WHAT YOU NEED TO DO: Transcribe the material verbatim in full; the pictures do not belong in the copy.

EXTRACTED INFORMATION:
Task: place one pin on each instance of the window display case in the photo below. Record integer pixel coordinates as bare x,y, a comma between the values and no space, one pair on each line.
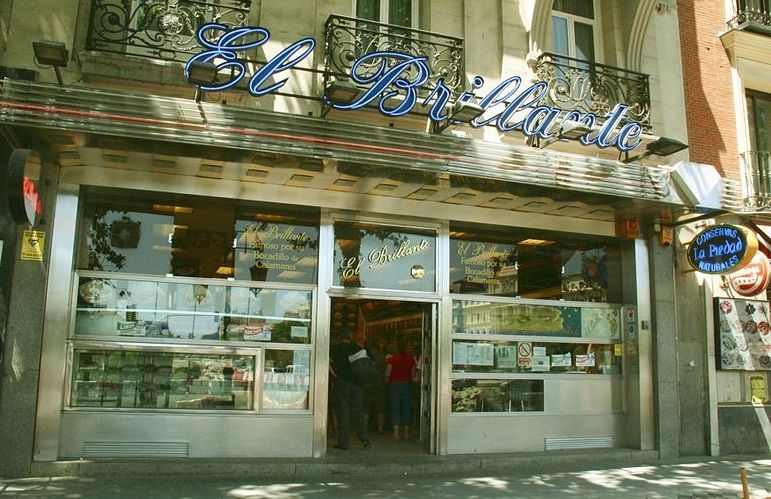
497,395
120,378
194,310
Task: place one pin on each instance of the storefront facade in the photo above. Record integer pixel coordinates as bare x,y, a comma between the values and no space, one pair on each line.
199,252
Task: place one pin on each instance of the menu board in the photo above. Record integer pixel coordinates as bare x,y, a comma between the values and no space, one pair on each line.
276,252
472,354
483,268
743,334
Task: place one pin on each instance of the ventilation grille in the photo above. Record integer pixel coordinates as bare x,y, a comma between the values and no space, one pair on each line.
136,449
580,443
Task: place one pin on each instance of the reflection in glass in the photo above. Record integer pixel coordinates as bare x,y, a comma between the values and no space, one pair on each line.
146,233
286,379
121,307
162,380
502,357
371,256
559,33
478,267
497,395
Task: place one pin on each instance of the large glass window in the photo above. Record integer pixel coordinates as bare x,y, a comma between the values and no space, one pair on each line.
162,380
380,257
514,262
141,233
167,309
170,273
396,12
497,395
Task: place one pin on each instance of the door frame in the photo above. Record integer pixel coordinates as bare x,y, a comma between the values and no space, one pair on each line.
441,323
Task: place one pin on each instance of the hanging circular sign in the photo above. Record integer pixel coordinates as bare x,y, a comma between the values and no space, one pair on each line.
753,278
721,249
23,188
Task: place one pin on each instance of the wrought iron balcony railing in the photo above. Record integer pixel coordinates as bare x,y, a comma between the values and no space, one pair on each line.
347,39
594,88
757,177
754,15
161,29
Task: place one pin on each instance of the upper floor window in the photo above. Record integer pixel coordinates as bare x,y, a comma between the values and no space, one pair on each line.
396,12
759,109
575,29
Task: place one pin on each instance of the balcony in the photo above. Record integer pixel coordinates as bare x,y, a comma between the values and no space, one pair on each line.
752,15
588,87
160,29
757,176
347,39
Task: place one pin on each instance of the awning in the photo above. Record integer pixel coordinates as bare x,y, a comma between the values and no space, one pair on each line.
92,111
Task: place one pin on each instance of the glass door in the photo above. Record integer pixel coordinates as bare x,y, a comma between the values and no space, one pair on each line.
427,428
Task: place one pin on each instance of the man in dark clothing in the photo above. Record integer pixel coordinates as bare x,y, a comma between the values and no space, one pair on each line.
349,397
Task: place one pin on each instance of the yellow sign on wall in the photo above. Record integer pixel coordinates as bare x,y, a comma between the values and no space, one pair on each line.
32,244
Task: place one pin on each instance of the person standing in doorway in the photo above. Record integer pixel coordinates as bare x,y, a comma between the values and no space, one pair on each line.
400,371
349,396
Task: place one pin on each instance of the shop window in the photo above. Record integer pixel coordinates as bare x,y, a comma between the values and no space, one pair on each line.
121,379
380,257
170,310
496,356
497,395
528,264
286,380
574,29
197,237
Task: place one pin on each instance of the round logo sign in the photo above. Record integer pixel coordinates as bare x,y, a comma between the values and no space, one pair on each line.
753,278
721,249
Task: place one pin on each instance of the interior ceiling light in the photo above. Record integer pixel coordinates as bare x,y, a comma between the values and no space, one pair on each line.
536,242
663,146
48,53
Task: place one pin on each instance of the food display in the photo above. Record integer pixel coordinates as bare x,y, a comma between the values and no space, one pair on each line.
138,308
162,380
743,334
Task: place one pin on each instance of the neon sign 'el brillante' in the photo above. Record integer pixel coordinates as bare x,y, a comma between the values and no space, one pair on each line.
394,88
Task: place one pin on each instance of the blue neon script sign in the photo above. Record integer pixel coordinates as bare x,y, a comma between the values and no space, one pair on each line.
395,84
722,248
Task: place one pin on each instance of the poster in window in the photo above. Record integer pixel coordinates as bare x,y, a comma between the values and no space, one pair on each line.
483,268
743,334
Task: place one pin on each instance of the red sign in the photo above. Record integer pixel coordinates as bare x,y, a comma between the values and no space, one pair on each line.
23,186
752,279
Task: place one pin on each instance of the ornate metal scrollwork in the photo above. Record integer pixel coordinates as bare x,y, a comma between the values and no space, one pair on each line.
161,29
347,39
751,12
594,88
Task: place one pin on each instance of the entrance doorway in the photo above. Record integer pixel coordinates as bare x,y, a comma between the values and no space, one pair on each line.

CORRECT OUTPUT:
Task: place one pin on each instance of the window display case in the photo below. Record integer pixel coordinates as bare x,y, a comma between the values and no space, one pair on each line.
497,395
120,378
194,310
Task: place one pin on each instance of the storefront facade in the photo above. Record integer pixel coordinates as bare x,y, a comma between the values and no space, one pair on each line.
199,252
Task: place one pin on each instance of the menu board in the photo above. Record integer pixel coordinates as bare x,y, a comma between the values and no space, one pair on each line.
276,252
472,354
483,268
743,334
Task: place one pin on each instance of the ventilation grille in the photo above. Record integer pixel coordinates as bare x,y, a comma between the values and no space, one pair on each line.
136,449
580,443
Task: place one pin on each instance of the reflection in glass in the photo above. Record integer pixel coordinates as bare x,y, a comma between the values and no space, one pair on each line.
146,233
286,379
121,307
162,380
502,357
371,256
559,33
478,267
497,395
Task: place one pin on each instance of the large glass window in the photo above. Record integer pixel coordinates as bare x,y, a comma between the values and no space, one pair on each line.
162,380
380,257
514,262
141,233
167,309
170,273
396,12
497,395
Task: place one pin on each instance of the door frame in the photo above. Record integer pixel coordinates as bare x,y, a comma between the values and no space, one pair on each line.
441,323
Task: place one pin on each instance of the hanging circular sign in the photo above. Record integer pixel coordinates as bare x,y, a comma between the values and no space, one pair on each line.
753,278
721,249
23,188
Task: place one pin on each instance of the wrought iron balcony railing in the photo above. Record integer pixel coordinates as bare x,y, a comma between the values and no space, one pair on each line.
347,39
594,88
757,177
754,15
161,29
Task: place one pin on each instance of the upper floor window in the photo above. Record integer pixel coordinates as bare x,y, a comma between the values and no space, one pair on each line.
396,12
759,109
575,29
Task: place one pin on each instance of the balcony in the photo above. Record integer pixel coordinates as bare x,y, a comma between the values and no space, one pair on each line.
752,15
588,87
160,29
757,176
347,39
Task: place one pin on each instance of the awning in the photo above. Record integer pixel coordinates as bare x,y, a comma between the values and no space, one pair on each line.
92,111
Task: place one pin on each instance of the glass door in the photo above. Record integer pixel coordinates as bare x,y, a comma between the values and no space, one pair on each line.
427,428
Task: place one pin on each instance of the man in dark clothing in the photo above. Record integer pixel coordinates as bare x,y, a comma between the values and no space, one pair on each line.
349,397
Task: place one pin on each instance of the yellow sign on wall in the photo above. Record integer pixel coordinates as bare x,y, a comma between the values and no space, one pair on each line.
32,244
Task: place one pin on each instance of the person standing in doorway in the photo above. Record integer pixel coordinates as bare x,y, a comma between the values and no space, one pair on each line.
400,371
349,396
Task: place one pin on each instance of the shop window in the photo above. Record integer pixel coordinates as bare x,y, a comma between the values and no space, one pair on each line.
121,379
380,257
170,310
496,356
497,395
528,264
286,380
574,29
197,237
Task: place one pin on each instance of the round logo sign in the photo above. Record integer pixel coordinates as bare x,y, a comma between the values and no space, one pair on each line.
753,278
721,249
Task: place one pin on each instance of the interior ceiling light in the photo above. Record integer pixel coordinates as bare x,y, a comma between the values and no space, one pair on each line.
536,242
663,146
48,53
Task: place one pin on each instance of the food display in the photo above. Record integer pixel coordinates as bare x,y, a comma between the values and no space, one pair on each line.
138,308
162,380
743,334
Task: place one pin on each instance of the neon sign 'el brillante' in the photo above. Record integer pixel coordinates as bare x,y, a comma between the values and no space, one pair on each line.
394,88
Task: place one pin on each instance of the blue neon script sign in the photo above. Record integer pixel coordinates as bare x,y, a comma between the values and no space, one pair on each line.
395,84
722,248
Task: place one pin on each instance of the poster in window in the photo above. Record integer pixel coordinates as bare x,y, a comma between the values and no space, one pair on each line.
483,268
743,334
Task: place one pin on each instance of the red sign in the photo above. Record integer pixel coordinates as bare x,y, a comma between the values and no space, one pair on each line.
23,186
752,279
Task: place one pin on each instance of the ornate metal scrollwork in the photo above. Record integer pixel coordinates as bare x,y, a comma between the values and no space, one pair on each line.
161,29
347,39
751,12
594,88
Task: place one pin on each instance of the entrance doorway in the photo above. Record integer pixel coordinates as bare x,y, a comma between the values and no space, one pair on each line.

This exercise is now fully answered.